↓↓↓

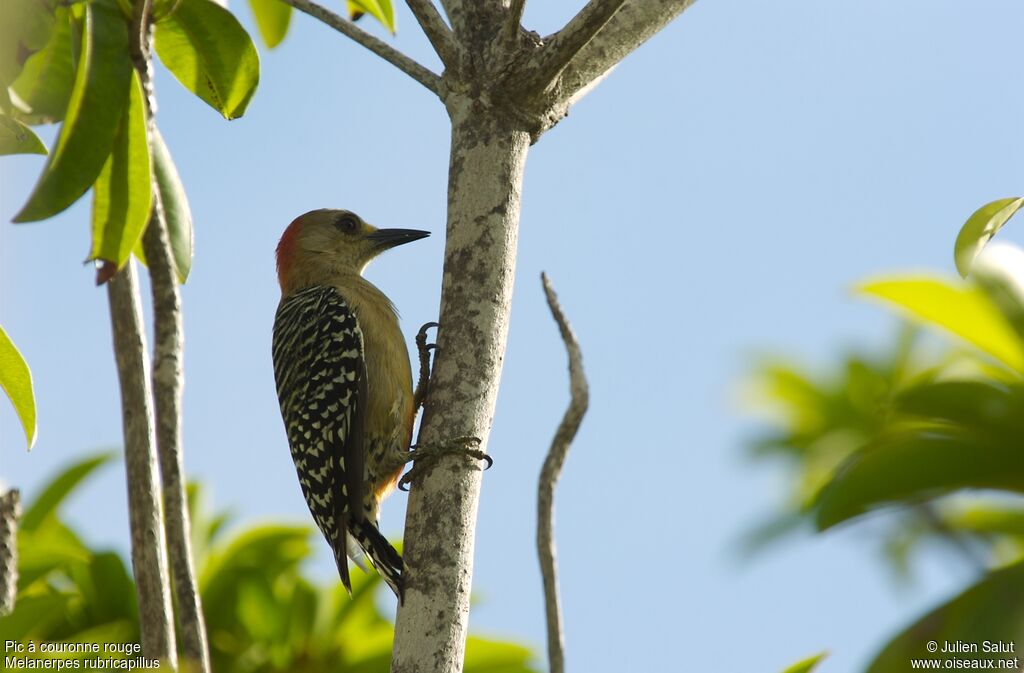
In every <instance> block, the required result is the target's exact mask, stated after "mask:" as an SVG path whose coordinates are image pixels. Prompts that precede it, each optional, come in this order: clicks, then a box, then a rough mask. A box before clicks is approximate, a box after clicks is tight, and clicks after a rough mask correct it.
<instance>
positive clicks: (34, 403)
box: [0, 327, 36, 449]
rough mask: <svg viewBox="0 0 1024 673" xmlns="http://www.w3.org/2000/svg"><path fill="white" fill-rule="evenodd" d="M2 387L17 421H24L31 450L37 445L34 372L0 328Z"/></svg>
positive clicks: (8, 338)
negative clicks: (36, 441)
mask: <svg viewBox="0 0 1024 673" xmlns="http://www.w3.org/2000/svg"><path fill="white" fill-rule="evenodd" d="M0 387H2V388H3V389H4V392H6V393H7V396H8V397H9V398H10V403H11V404H12V405H14V412H15V413H16V414H17V420H19V421H22V428H23V429H24V430H25V438H26V440H27V441H28V443H29V449H32V445H34V444H35V443H36V394H35V392H34V391H33V388H32V372H31V371H30V370H29V365H28V363H26V362H25V357H23V356H22V353H20V352H18V350H17V348H16V347H15V346H14V342H13V341H11V340H10V337H8V336H7V333H6V332H5V331H4V329H3V328H2V327H0Z"/></svg>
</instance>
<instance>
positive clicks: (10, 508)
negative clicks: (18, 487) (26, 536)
mask: <svg viewBox="0 0 1024 673" xmlns="http://www.w3.org/2000/svg"><path fill="white" fill-rule="evenodd" d="M20 516H22V494H20V493H18V491H17V489H11V490H9V491H7V492H6V493H4V494H3V495H0V617H3V616H5V615H10V614H11V613H12V612H13V611H14V600H15V598H16V597H17V519H18V518H20Z"/></svg>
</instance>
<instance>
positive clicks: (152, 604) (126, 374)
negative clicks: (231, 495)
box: [106, 260, 177, 669]
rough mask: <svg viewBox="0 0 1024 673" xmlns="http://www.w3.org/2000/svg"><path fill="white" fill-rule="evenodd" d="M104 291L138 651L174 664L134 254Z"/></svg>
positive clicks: (163, 551) (155, 469)
mask: <svg viewBox="0 0 1024 673" xmlns="http://www.w3.org/2000/svg"><path fill="white" fill-rule="evenodd" d="M106 291H108V296H109V297H110V302H111V327H112V330H113V332H114V354H115V356H116V359H117V365H118V378H119V382H120V384H121V415H122V422H123V424H124V437H125V473H126V476H127V483H128V518H129V524H130V528H131V562H132V570H133V572H134V575H135V590H136V593H137V595H138V612H139V627H140V629H141V633H142V654H143V655H145V657H147V658H151V659H161V660H164V661H165V662H167V663H169V664H170V666H171V667H172V668H173V669H176V668H177V653H176V651H175V644H174V629H173V617H172V613H171V592H170V589H169V581H168V576H167V547H166V546H165V544H164V513H163V508H162V507H161V498H160V494H161V488H160V476H159V474H158V471H157V450H156V446H155V439H154V433H153V401H152V399H151V397H150V386H148V376H147V374H148V370H150V367H148V363H147V361H146V354H145V334H144V333H143V332H142V306H141V304H140V301H139V292H138V283H137V281H136V279H135V262H134V261H133V260H129V261H128V263H127V264H126V265H125V267H124V268H122V269H121V270H120V271H118V272H117V274H116V275H115V276H114V278H112V279H111V280H110V282H109V283H108V284H106Z"/></svg>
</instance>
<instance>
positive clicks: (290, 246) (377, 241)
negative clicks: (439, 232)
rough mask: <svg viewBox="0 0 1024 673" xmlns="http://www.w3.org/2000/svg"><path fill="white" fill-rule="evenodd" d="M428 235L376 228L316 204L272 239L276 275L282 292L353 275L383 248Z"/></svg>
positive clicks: (378, 253)
mask: <svg viewBox="0 0 1024 673" xmlns="http://www.w3.org/2000/svg"><path fill="white" fill-rule="evenodd" d="M428 236H430V232H420V230H417V229H379V228H377V227H375V226H372V225H371V224H368V223H367V222H365V221H362V218H361V217H359V216H358V215H356V214H355V213H353V212H350V211H348V210H331V209H327V208H322V209H319V210H310V211H309V212H308V213H306V214H304V215H299V216H298V217H297V218H296V219H295V221H293V222H292V223H291V224H289V225H288V228H287V229H285V234H284V236H282V237H281V242H280V243H279V244H278V280H279V281H280V283H281V289H282V291H283V292H285V293H286V294H287V293H288V292H291V291H293V290H297V289H300V288H302V287H305V286H308V285H315V284H319V283H330V282H331V281H332V279H336V278H338V277H344V276H347V275H359V274H361V272H362V269H364V268H366V266H367V264H369V263H370V262H371V261H372V260H373V259H374V257H376V256H377V255H379V254H381V253H382V252H384V251H385V250H387V249H389V248H394V247H395V246H400V245H401V244H403V243H411V242H413V241H418V240H420V239H422V238H425V237H428Z"/></svg>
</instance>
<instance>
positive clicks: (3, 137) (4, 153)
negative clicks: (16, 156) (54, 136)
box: [0, 113, 46, 155]
mask: <svg viewBox="0 0 1024 673" xmlns="http://www.w3.org/2000/svg"><path fill="white" fill-rule="evenodd" d="M45 154H46V145H44V144H43V141H42V140H40V139H39V136H38V135H36V134H35V133H33V132H32V129H31V128H29V127H28V126H26V125H25V124H23V123H22V122H19V121H17V120H16V119H11V118H10V117H8V116H7V115H5V114H3V113H0V155H45Z"/></svg>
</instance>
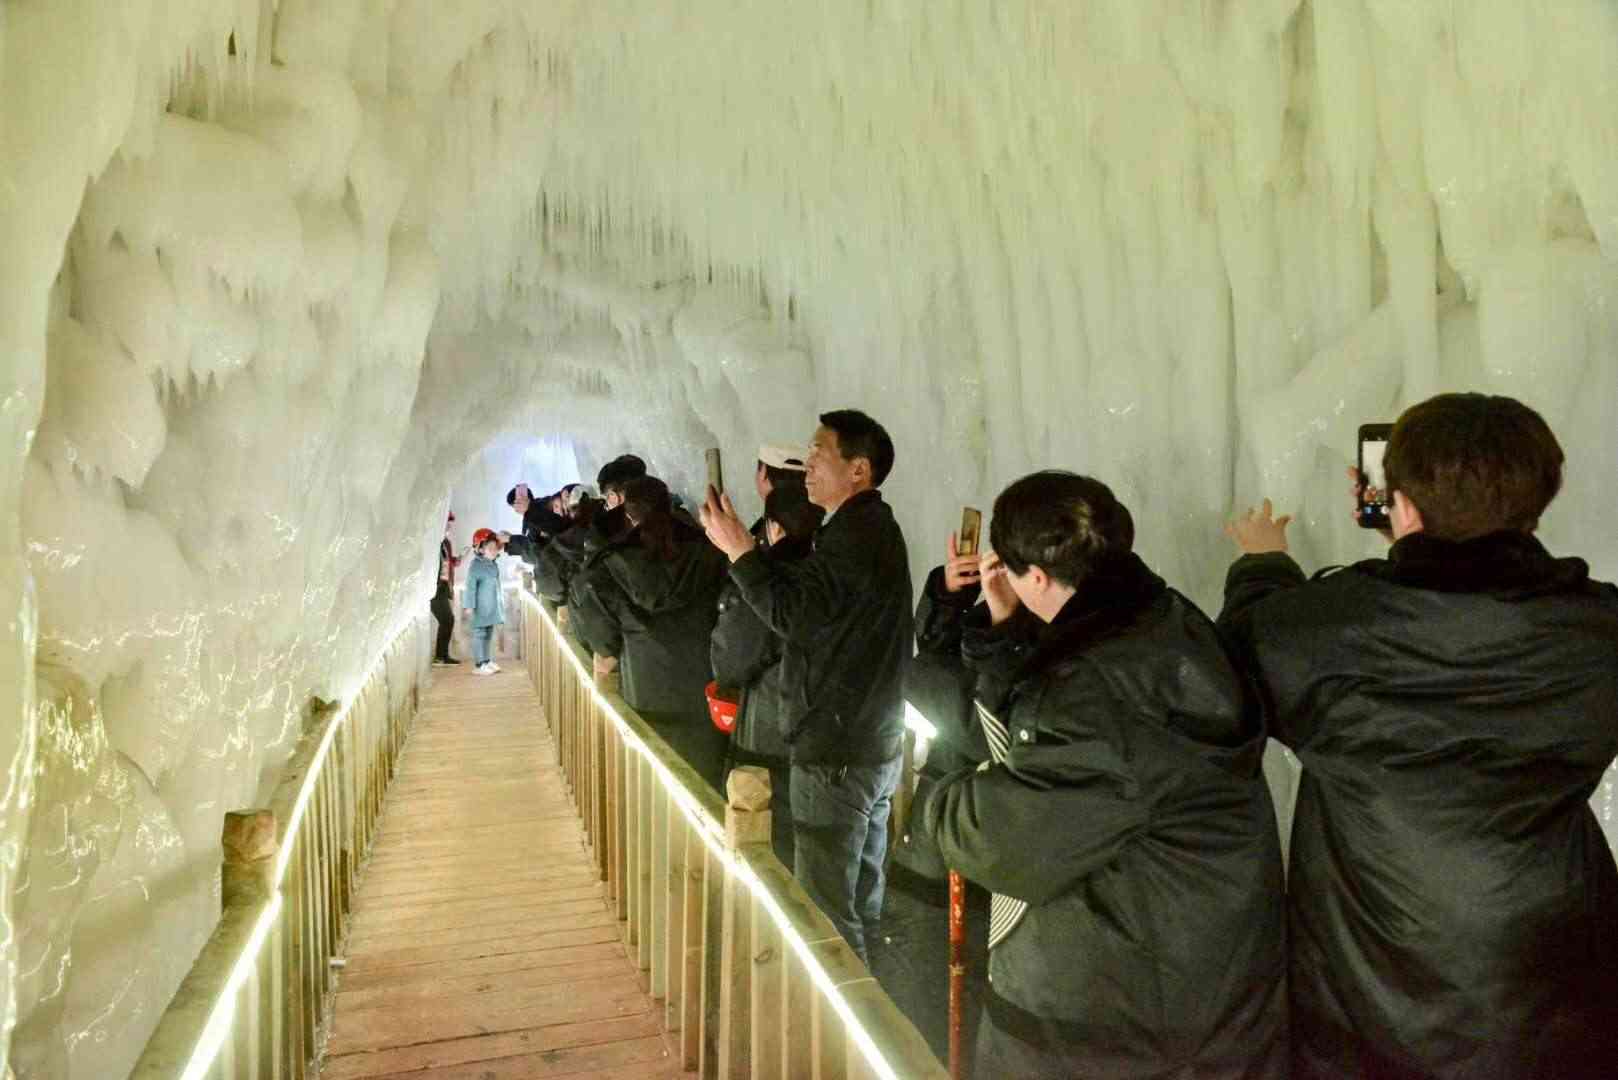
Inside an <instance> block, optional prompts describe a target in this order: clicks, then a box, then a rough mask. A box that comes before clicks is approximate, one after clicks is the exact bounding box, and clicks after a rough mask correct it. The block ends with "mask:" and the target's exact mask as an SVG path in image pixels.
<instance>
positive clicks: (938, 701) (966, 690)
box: [904, 567, 989, 777]
mask: <svg viewBox="0 0 1618 1080" xmlns="http://www.w3.org/2000/svg"><path fill="white" fill-rule="evenodd" d="M981 596H982V589H979V588H977V586H976V585H972V586H969V588H964V589H961V591H959V593H950V591H948V589H945V588H943V567H935V568H934V570H932V573H930V575H927V583H925V585H924V586H922V589H921V599H919V601H917V602H916V656H914V657H911V662H909V664H908V665H906V669H904V699H906V701H909V703H911V704H913V706H914V708H916V711H917V712H921V714H922V716H924V717H925V719H927V721H929V722H930V724H932V725H934V729H935V730H937V732H938V733H937V735H935V737H934V738H932V742H930V743H929V745H927V764H925V767H924V771H925V772H927V774H929V776H935V777H937V776H945V774H948V772H955V771H958V769H966V767H971V766H976V764H977V763H981V761H989V743H987V740H985V738H984V727H982V724H979V722H977V711H976V709H974V708H972V688H974V685H976V672H972V670H971V669H969V667H966V665H964V664H961V627H963V623H964V622H966V615H968V614H969V612H971V610H972V607H974V606H976V604H977V599H979V597H981Z"/></svg>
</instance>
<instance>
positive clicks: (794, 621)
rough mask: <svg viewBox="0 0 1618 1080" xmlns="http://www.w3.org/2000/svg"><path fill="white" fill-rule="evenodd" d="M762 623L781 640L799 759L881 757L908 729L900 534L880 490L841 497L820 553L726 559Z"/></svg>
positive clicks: (905, 661) (909, 631)
mask: <svg viewBox="0 0 1618 1080" xmlns="http://www.w3.org/2000/svg"><path fill="white" fill-rule="evenodd" d="M730 576H731V580H733V581H735V583H736V585H738V586H739V588H741V594H743V597H744V599H746V601H748V604H749V606H751V607H752V610H754V612H757V614H759V619H762V620H764V625H767V627H770V630H773V631H775V633H777V635H780V636H781V638H783V640H785V649H783V656H781V704H783V714H781V722H783V724H785V729H783V730H785V733H786V740H788V742H790V743H791V748H793V764H883V763H887V761H893V759H895V758H898V756H900V750H901V745H903V737H904V698H903V677H904V664H906V662H908V661H909V656H911V651H913V638H911V581H909V557H908V554H906V551H904V534H903V533H900V526H898V521H895V520H893V510H890V508H888V504H885V502H883V500H882V494H880V492H877V491H864V492H861V494H858V495H854V497H853V499H849V500H848V502H845V504H843V505H841V507H840V508H838V512H837V513H833V515H832V518H830V520H828V521H827V523H825V525H824V526H820V529H819V531H817V533H815V546H814V554H812V555H809V557H807V559H803V560H799V562H773V560H770V559H767V557H765V555H764V552H762V551H752V552H748V554H746V555H743V557H741V559H738V560H736V562H735V563H733V565H731V568H730Z"/></svg>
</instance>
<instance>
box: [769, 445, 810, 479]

↑↑↑

YOUR TASK: Verbatim copy, pictures excluded: output the lines from the first line of the records above through the line containing "positive clicks: (10, 508)".

SOLUTION FOR THIS PROBLEM:
In every <instance> block, the required result is the target's exact mask, stated after "mask:" as an SVG path whose coordinates are image pixels. Prompts that precede it, each optional, come in this order: clicks, then a box, then a rough mask. A box before clicks is approximate, a box after clicks is tight, and clicks after a rough mask correct it.
<instance>
positive clicks: (34, 403)
box: [0, 327, 36, 449]
rough mask: <svg viewBox="0 0 1024 673" xmlns="http://www.w3.org/2000/svg"><path fill="white" fill-rule="evenodd" d="M2 387L17 421H24L31 450L37 445L34 372L0 328Z"/></svg>
positive clicks: (8, 338)
negative clicks: (36, 441)
mask: <svg viewBox="0 0 1024 673" xmlns="http://www.w3.org/2000/svg"><path fill="white" fill-rule="evenodd" d="M0 387H2V388H3V389H4V392H6V393H7V396H8V397H9V398H10V403H11V404H12V405H14V412H15V413H16V414H17V420H19V421H22V428H23V429H24V430H25V438H26V440H27V441H28V443H29V449H32V445H34V444H35V443H36V394H35V392H34V391H33V388H32V372H31V371H30V370H29V365H28V363H26V362H25V357H23V356H22V353H20V352H18V350H17V348H16V347H15V346H14V342H13V341H11V340H10V337H8V336H7V333H6V332H5V331H4V329H3V328H2V327H0Z"/></svg>
</instance>
<instance>
positive clicks: (10, 508)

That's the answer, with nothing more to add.